Dataset link: https://www.kaggle.com/competitions/house-prices-advanced-regression-techniques/data

From this dataset, I build a Machine Learning model in Spark and Java to predict the house price.

In this section, I follow each steps below:

1. Foundation
- Set up environment
- Initial Spark Context
2. Explore and Preprocessing data
- Exploratory Data Analysis (EDA)
- Feature Selecting
- Missing Values Handling
- Feature Engineering: StringIndexing, OneHotEncoding, VectorAssembling methods
3. Train-Test Split
4. Choose Model for Training and Prediction
5. Evaluate The Model
6. Plot the Prediction value and Actual value

--------------------------------------------------------------

1. Foundation

In [None]:
import pyspark
import findspark
import numpy as np

In [None]:
from pyspark import SparkContext
sc = SparkContext(master = 'local')

from pyspark.sql import SparkSession
spark = SparkSession.builder \
          .appName("House Pricing Prediction") \
          .config("spark.some.config.option", "some-value") \
          .getOrCreate()

2. Explore and Preprocessing data

In [None]:
# Read data
hp = spark.read.csv('housprice.csv', header=True, inferSchema=True)
hp.show(5)

- Exploratory Data Analysis

In [None]:
# Check the schema
hp.printSchema()

- The schema seems does not match with the value. Let's redefine it.

In [None]:
from pyspark.sql.types import *
from pyspark.sql.functions import col

hp = hp.withColumn("LotFrontage", col("LotFrontage").cast(IntegerType()))

_THE PROBLEM_. In the house price walkthrough, what application name is given to the Spark session?

_LISTING_.

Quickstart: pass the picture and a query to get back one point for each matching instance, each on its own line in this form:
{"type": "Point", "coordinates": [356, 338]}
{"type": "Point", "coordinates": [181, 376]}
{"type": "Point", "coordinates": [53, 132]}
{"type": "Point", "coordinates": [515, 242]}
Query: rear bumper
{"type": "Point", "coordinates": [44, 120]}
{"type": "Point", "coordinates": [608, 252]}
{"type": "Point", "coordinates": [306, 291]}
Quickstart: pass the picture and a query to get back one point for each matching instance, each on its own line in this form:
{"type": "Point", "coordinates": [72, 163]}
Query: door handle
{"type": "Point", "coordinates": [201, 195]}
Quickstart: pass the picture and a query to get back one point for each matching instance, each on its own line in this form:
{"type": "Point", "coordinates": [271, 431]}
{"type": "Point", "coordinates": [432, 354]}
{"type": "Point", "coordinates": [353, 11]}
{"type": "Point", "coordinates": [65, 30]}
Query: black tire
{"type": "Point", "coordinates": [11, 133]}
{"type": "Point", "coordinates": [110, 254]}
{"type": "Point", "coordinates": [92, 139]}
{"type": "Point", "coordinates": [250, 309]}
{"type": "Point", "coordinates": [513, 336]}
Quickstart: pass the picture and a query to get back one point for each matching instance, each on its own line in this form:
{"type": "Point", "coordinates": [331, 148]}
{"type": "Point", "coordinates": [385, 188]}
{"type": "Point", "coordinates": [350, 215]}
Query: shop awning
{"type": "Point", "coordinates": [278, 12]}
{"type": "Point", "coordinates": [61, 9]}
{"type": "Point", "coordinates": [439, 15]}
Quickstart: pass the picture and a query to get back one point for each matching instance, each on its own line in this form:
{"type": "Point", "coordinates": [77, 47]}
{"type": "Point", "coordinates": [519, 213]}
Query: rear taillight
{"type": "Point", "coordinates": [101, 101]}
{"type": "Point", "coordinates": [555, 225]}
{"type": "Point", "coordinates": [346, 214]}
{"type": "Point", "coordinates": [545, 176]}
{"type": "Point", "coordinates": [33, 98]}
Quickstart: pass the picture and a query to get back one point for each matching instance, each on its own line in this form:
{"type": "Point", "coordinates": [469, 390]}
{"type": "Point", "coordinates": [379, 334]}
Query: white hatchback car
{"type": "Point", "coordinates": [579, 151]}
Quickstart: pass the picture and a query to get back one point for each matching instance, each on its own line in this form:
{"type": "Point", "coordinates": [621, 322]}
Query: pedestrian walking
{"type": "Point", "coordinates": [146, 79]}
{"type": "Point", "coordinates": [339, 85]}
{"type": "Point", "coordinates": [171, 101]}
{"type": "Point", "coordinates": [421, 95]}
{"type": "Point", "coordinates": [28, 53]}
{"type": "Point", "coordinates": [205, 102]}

_ANSWER FOR THIS EXERCISE_. House Pricing Prediction